Records
>> Begin

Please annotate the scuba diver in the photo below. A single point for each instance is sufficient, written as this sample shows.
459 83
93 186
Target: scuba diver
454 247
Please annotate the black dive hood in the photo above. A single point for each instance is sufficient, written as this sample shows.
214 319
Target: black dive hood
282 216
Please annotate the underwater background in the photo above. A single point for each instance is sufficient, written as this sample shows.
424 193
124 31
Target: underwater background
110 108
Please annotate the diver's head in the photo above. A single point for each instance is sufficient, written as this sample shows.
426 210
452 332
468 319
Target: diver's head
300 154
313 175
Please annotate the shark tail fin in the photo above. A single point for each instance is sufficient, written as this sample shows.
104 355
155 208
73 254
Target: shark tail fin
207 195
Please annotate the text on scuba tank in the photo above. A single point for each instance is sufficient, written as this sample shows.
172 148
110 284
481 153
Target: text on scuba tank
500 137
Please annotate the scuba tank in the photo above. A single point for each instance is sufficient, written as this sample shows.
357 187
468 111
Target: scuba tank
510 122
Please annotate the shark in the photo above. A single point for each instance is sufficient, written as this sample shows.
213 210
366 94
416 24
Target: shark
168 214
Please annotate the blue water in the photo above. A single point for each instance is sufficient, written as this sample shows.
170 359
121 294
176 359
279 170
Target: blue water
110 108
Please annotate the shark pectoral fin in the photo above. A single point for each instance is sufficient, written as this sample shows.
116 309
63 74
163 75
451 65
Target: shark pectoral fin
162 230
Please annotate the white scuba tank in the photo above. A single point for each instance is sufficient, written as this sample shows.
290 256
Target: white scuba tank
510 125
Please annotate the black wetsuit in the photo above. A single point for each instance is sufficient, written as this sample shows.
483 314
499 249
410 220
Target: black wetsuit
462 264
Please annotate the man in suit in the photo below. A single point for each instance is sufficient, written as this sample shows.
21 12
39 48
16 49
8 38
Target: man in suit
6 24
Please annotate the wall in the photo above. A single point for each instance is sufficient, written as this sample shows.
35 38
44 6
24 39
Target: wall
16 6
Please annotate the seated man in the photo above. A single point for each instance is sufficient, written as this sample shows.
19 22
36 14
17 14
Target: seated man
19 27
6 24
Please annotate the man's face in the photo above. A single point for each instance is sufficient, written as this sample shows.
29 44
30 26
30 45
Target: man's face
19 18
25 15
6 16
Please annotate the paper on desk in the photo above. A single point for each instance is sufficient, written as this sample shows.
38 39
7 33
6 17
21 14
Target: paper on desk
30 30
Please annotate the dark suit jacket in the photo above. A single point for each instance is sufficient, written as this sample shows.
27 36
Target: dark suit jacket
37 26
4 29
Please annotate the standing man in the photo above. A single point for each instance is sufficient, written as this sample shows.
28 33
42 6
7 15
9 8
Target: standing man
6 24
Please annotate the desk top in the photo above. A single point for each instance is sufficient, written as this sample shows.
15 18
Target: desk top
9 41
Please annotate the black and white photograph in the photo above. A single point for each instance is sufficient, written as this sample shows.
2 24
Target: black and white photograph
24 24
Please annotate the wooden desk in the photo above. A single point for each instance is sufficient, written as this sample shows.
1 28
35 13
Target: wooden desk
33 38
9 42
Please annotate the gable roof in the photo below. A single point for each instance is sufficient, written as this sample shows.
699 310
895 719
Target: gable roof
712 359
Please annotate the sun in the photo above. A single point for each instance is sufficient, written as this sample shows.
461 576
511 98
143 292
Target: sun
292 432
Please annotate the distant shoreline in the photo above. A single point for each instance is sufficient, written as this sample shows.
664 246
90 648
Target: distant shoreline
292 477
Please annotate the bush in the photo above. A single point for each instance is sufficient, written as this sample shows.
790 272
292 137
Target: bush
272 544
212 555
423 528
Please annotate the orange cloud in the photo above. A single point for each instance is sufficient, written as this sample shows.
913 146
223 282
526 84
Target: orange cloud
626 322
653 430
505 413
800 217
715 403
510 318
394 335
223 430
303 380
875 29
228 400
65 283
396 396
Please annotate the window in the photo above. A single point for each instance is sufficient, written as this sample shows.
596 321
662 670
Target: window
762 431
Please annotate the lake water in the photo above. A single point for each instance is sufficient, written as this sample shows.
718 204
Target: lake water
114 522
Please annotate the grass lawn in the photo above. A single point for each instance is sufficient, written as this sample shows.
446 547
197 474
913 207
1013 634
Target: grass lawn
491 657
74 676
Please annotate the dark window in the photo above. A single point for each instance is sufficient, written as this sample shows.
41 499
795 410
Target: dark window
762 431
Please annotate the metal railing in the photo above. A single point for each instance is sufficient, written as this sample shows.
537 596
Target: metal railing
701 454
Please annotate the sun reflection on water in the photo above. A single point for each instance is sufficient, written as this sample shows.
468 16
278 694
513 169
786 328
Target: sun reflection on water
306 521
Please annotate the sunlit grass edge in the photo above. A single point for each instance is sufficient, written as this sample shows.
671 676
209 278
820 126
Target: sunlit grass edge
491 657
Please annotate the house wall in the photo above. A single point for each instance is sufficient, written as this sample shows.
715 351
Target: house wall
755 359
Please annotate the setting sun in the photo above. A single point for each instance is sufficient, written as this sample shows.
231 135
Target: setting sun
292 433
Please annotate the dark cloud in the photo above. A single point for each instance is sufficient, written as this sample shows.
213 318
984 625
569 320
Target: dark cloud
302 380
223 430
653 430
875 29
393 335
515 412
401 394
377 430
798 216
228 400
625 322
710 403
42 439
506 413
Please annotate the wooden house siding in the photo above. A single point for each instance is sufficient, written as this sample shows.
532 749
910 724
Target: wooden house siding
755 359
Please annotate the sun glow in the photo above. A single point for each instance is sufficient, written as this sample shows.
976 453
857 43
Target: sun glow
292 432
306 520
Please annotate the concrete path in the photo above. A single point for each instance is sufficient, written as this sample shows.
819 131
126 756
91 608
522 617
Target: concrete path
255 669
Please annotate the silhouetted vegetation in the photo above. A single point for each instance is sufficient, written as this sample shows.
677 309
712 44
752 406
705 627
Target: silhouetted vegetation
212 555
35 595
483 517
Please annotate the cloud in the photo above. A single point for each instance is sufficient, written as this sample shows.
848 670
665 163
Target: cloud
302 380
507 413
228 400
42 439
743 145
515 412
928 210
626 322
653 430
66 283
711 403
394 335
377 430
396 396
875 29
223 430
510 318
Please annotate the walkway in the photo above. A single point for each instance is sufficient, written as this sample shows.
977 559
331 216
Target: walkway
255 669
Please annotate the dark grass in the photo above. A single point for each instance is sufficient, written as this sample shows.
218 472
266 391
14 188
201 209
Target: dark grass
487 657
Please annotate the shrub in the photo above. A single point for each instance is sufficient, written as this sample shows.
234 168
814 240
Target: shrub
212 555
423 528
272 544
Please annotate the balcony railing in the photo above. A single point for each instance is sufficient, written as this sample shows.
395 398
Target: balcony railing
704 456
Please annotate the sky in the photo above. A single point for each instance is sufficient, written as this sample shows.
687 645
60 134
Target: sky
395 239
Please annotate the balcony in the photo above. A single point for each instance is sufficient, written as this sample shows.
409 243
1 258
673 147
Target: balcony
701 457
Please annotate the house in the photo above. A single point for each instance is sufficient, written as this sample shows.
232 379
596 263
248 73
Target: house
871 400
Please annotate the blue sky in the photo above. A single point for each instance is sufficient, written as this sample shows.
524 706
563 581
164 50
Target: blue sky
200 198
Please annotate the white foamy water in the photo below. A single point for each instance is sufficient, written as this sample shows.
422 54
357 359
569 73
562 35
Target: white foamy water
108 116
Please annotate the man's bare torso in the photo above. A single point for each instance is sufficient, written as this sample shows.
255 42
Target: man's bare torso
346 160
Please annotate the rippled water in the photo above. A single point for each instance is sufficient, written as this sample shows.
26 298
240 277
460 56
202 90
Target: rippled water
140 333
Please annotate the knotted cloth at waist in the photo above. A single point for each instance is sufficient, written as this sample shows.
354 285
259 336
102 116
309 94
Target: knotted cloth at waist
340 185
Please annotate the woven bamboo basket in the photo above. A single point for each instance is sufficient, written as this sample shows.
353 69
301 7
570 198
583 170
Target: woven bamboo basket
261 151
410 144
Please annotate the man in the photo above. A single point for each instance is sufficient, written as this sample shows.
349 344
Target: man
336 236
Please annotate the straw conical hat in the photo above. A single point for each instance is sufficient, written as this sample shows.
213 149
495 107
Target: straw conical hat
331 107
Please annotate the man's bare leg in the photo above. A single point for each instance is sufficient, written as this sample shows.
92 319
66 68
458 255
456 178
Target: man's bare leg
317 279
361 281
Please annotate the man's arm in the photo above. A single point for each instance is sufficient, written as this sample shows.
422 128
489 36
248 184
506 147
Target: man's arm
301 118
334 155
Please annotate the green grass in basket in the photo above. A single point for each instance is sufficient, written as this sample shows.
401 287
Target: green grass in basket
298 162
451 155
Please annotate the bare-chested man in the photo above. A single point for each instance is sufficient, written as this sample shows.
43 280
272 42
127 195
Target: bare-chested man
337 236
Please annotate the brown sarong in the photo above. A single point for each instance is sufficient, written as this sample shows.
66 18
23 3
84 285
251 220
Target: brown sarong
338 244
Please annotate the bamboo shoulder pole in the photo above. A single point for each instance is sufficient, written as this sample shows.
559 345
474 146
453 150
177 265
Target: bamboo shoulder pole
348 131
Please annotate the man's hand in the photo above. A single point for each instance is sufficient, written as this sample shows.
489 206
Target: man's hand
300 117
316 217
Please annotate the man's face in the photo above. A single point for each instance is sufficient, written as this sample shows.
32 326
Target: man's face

>> End

### TASK PROMPT
Extract, exactly, the lines above that begin at the line containing "Please annotate the green" and end at the final line of the records; add no other text.

### REPLY TO THE TASK
Please annotate the green grass in basket in the photo above. A single point for each instance is sufficient, written as this sample shows.
401 287
Target: green grass in basket
298 162
451 155
Please annotate the bare-chested man in the photo above. A single point for each instance is sufficient, written as this sample shows.
43 280
272 42
127 195
Target: bare-chested man
337 236
Please annotate the brown sarong in the photo above. A single point for each instance is sufficient, written as this sample shows.
66 18
23 3
84 285
251 220
Target: brown sarong
338 244
Please annotate the bamboo shoulder pole in the photo above. A single point for each instance is sufficient, written as this sample shows.
559 345
474 146
453 150
177 265
Target: bamboo shoulder pole
348 131
Please annotate the man's hand in the photo above. A single point for each instance is sufficient, written as this sample shows.
489 206
Target: man's hand
300 117
316 217
Please annotate the man's face in the photo above. A single point for each instance is sufficient, written as this sample shows.
32 326
Target: man's face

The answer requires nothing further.